Lorsque les assaillants surgissent dans l'église pour l'égorger, qu'est-il en train de faire, le Père Hamel ? Une chose toute simple : il est en train, au milieu d'un tout petit nombre d'amis, de dire une messe. Ils sont très peu, ils n'en constituent pas moins une "ecclésia" : c'est cela, l'Eglise, la communauté de quelques âmes, avant d'être un bâtiment.
La messe catholique n'est pas une réunion mondaine, ni une assemblée de notables. Elle est le rassemblement de quelques-uns, dont le point culminant s'appelle "Eucharistie", destiné à rappeler le sacrifice du Christ. Depuis deux mille ans, jour après jour, cette liturgie est accomplie.
Chacun d'entre nous est parfaitement libre - doit absolument l'être - de croire ou non, d'adhérer ou non, à cela.
L'attaque se déroule donc contre un homme au coeur de sa mission. Accomplissant l'acte le plus totalement central de sa vocation. Le tuer à ce moment-là, c'est faire de lui, au sens le plus puissant, un témoin. En grec, "témoin" se dit "marturos", un martyr.

• [Lignes de données]:
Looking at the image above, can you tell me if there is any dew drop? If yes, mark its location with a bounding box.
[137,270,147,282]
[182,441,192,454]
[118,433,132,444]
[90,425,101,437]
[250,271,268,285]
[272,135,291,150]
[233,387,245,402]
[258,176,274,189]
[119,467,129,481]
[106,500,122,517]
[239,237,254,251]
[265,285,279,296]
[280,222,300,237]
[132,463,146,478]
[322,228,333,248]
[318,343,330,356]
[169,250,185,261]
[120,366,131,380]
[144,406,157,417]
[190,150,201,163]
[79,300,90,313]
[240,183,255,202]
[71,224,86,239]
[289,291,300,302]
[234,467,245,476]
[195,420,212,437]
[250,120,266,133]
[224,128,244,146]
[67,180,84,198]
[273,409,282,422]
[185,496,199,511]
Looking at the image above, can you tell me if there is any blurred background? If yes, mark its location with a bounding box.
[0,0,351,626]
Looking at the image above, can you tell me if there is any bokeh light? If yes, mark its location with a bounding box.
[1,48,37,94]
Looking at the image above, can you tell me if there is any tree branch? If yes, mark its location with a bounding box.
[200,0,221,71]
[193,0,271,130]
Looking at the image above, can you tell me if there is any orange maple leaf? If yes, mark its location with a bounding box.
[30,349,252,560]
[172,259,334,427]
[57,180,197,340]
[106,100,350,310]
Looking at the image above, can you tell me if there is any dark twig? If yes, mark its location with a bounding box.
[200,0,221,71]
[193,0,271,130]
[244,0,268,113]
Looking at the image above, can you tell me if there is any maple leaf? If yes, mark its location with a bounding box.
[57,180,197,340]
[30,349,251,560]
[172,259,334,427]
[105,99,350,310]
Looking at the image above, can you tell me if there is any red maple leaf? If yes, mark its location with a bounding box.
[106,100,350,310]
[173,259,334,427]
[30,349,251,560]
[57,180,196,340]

• [Travail demandé]:
A – Répondez à ces questions sur l'extrait consacré au Père Hamel :
(i) Que faisait le Père Hamel quand les assaillants ont surgi dans l'église ?
(ii) Quel nom porte le point culminant de la messe ?
(iii) Quel mot grec signifie « témoin » ?
B – Résumez en deux phrases l'extrait consacré au Père Hamel.

• [Réponses par tâche]:
A –
(i) Il disait une messe au milieu d'un tout petit nombre d'amis.
(ii) L'Eucharistie.
(iii) « marturos ».

B – Le Père Hamel a été attaqué alors qu'il disait une messe devant quelques amis, qui formaient pourtant une Église, la messe étant un rassemblement de quelques-uns dont le point culminant, l'Eucharistie, rappelle le sacrifice du Christ. Tué au cœur de sa mission, il devient un témoin, « marturos » en grec, c'est-à-dire un martyr.